### [Objectif A]
Mettez à jour l'extrait sur le Régent, de « Comme le souligne » jusqu'à « du pouvoir ! » inclus, en remplaçant « bonheur » par « prospérité ».

━━━ Extrait

La fonction fit l’homme : le neveu rebelle du Roi-Soleil n’a eu aucune peine de revêtir les habits du grand roi.
Comme le souligne Thierry Sarmante en conclusion : le Régent fut le premier maître de la France à décider que la gloire devait le céder au bonheur. Dommage que Louis XV n’eut pas la même conception du pouvoir !
Les amateurs d’histoire ne peuvent que se réjouir de cette collection, La collection des Illustres, publiée chez Perrin, et qui permet de mieux percevoir la société, tout comme le contexte de l’époque dans laquelle évoluait la personnalité étudiée. Nous attendons avec impatience les prochaines parutions.

━━━━━━
━━━ Extraits des lignes

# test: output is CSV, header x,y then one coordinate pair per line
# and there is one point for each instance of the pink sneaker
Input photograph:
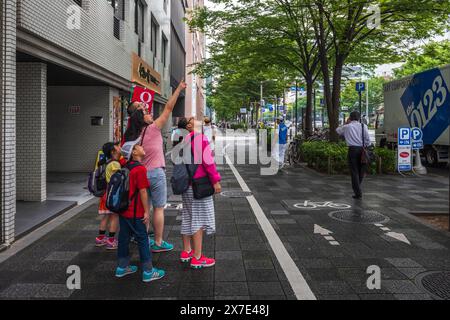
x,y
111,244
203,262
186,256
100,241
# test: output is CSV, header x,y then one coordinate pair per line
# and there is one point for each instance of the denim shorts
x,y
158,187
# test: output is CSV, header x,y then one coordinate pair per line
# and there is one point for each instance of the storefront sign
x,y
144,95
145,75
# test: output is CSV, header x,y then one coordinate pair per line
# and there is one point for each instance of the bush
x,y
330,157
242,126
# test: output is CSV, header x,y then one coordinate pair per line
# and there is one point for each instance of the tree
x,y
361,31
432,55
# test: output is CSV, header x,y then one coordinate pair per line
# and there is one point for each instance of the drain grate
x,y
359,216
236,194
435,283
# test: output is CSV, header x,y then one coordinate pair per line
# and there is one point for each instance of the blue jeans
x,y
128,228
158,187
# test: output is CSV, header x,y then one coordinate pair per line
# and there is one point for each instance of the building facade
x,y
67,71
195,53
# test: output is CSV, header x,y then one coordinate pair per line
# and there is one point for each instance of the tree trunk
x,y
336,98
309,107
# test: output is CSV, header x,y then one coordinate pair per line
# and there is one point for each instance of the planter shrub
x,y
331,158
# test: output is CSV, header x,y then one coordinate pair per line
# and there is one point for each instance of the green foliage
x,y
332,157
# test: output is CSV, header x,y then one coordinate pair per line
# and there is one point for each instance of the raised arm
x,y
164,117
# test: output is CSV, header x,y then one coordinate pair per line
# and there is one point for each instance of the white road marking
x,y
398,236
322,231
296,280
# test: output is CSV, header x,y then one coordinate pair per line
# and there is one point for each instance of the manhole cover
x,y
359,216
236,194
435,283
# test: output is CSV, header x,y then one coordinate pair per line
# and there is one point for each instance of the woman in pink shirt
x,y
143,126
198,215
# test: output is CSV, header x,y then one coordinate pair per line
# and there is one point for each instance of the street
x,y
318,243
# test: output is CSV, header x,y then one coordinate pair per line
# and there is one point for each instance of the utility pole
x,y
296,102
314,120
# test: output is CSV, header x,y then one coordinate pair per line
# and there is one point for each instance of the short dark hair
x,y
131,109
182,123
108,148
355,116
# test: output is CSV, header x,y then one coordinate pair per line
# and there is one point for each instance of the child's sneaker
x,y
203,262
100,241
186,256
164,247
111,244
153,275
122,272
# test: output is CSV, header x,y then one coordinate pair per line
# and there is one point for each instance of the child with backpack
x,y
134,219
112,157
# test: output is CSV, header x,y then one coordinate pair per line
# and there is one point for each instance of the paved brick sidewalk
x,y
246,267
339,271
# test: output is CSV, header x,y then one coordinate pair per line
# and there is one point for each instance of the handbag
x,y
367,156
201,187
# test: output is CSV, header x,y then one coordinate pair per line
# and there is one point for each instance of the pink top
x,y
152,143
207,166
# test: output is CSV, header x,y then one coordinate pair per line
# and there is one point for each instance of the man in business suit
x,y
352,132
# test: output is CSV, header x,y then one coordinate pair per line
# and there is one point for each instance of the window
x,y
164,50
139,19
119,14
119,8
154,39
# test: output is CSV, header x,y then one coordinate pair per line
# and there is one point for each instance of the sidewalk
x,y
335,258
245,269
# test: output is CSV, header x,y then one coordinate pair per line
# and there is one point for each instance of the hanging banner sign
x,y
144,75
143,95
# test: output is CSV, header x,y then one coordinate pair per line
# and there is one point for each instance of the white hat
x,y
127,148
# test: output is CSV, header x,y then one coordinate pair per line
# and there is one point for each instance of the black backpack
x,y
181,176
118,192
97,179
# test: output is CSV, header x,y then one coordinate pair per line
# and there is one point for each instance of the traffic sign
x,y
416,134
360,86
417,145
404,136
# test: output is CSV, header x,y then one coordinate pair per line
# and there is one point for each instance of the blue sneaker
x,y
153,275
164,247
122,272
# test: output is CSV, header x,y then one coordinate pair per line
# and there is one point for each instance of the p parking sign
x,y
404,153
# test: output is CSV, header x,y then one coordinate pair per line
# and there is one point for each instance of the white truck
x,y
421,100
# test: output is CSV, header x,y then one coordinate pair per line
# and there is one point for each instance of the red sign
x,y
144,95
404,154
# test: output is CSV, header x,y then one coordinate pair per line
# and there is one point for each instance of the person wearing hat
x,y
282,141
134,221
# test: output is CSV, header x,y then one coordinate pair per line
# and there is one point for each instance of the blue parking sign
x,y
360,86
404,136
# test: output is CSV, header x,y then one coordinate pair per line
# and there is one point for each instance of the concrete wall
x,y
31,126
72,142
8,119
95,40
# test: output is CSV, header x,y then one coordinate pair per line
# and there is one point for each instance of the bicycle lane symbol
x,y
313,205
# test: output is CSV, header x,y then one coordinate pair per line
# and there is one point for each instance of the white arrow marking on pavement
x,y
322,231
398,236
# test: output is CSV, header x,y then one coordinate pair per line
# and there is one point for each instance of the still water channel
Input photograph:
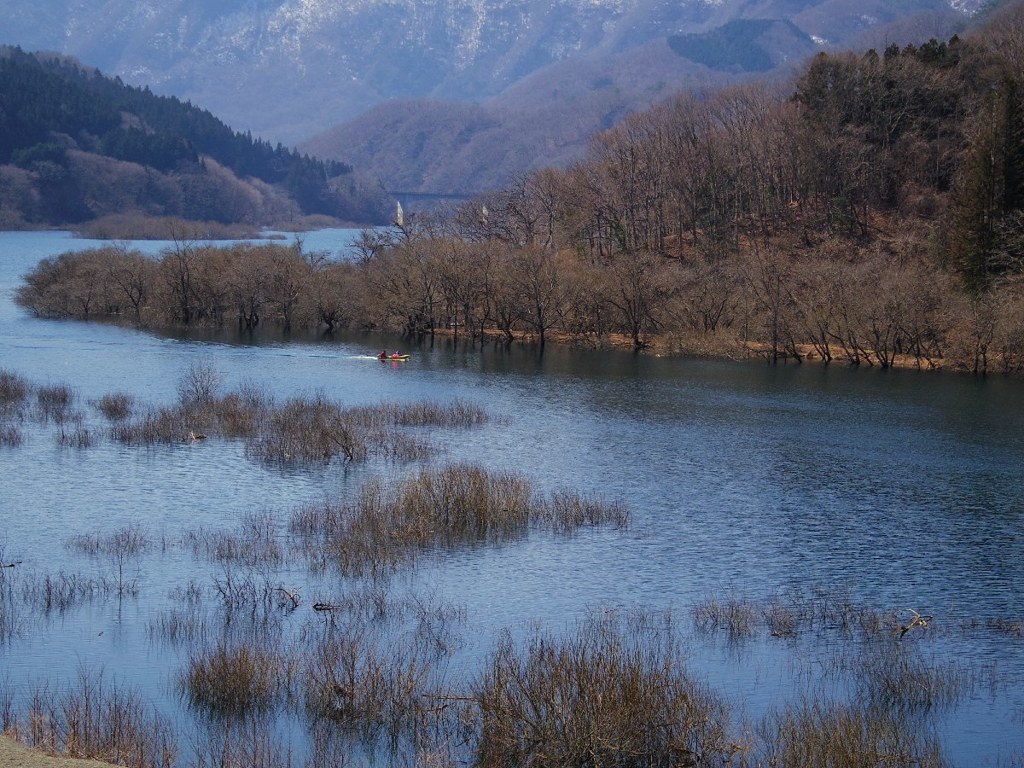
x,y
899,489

━━━━━━

### [Objectif B]
Filtrez les lignes, s'il vous plaît : recopiez chaque ligne contenant le mot « sneaker », en tenant compte de la casse.

### [Solution A]
Comme le souligne Thierry Sarmante en conclusion : le Régent fut le premier maître de la France à décider que la gloire devait le céder au prospérité. Dommage que Louis XV n’eut pas la même conception du pouvoir !

### [Solution B]
# and there is one point for each instance of the pink sneaker
# and there is one point for each instance of the child's sneaker
# and there is one point for each instance of the blue sneaker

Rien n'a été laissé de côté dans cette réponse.